**Activity**.
The records below should be written out again, exactly.

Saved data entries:
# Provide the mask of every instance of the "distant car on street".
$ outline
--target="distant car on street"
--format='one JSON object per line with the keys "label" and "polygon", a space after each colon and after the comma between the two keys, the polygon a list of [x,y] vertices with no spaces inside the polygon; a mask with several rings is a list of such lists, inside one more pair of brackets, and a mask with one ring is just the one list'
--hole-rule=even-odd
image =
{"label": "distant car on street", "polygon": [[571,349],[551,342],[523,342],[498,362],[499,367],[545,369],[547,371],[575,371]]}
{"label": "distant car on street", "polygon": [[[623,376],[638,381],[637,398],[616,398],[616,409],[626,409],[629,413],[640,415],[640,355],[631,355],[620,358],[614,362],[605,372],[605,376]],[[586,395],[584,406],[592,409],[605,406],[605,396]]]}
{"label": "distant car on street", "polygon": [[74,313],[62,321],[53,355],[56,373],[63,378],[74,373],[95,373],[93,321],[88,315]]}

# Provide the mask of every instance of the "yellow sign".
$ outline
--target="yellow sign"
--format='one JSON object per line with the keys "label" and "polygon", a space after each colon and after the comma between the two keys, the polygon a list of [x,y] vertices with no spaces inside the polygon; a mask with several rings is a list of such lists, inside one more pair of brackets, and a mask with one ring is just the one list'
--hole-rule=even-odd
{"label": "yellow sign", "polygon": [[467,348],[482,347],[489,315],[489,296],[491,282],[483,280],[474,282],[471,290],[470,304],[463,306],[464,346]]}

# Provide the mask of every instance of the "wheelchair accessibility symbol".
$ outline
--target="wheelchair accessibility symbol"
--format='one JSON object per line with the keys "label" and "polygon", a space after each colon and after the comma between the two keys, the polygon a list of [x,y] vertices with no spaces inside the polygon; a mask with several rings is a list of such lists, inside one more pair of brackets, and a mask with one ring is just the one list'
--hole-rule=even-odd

**Exercise solution**.
# Provide the mask of every instance of the "distant car on street".
$ outline
--target="distant car on street"
--format='one JSON object per line with the keys "label" and "polygon", a space after each colon and after the comma between the two keys, the polygon a list of [x,y] vertices with no spaces inside the polygon; a mask with several rings is a list of such lists, inside one more pair of brackets, and a mask with one ring is just the one list'
--hole-rule=even-odd
image =
{"label": "distant car on street", "polygon": [[571,349],[551,342],[523,342],[498,362],[499,367],[545,369],[547,371],[575,371]]}
{"label": "distant car on street", "polygon": [[[623,376],[638,381],[637,398],[616,398],[616,409],[626,409],[629,413],[640,415],[640,355],[631,355],[620,358],[614,362],[605,372],[605,376]],[[586,395],[584,406],[592,409],[605,406],[605,396]]]}
{"label": "distant car on street", "polygon": [[74,313],[62,321],[53,355],[56,373],[63,378],[74,373],[95,373],[93,321],[88,315]]}

# Provide the mask of every instance of the "yellow sign".
$ outline
--target="yellow sign"
--format='one JSON object per line with the keys "label" and "polygon", a space after each colon and after the comma between the two keys, the polygon a list of [x,y] vertices with no spaces inside the polygon; a mask with several rings is a list of such lists, inside one more pair of brackets, and a mask with one ring is just the one list'
--hole-rule=even-odd
{"label": "yellow sign", "polygon": [[467,348],[482,347],[489,315],[489,296],[491,282],[483,280],[474,282],[471,290],[470,304],[463,306],[464,346]]}

# Provide the mask of every instance of the "wheelchair accessibility symbol".
$ outline
--target="wheelchair accessibility symbol"
--format='one JSON object per line with the keys "label" and "polygon", a space after each colon and after the comma between the two keys, the polygon a list of [x,y] vertices with no spaces inside the polygon; a mask with several rings is a list of such lists, inside one more pair of brackets, and a mask with one ring is just the one list'
--hole-rule=even-odd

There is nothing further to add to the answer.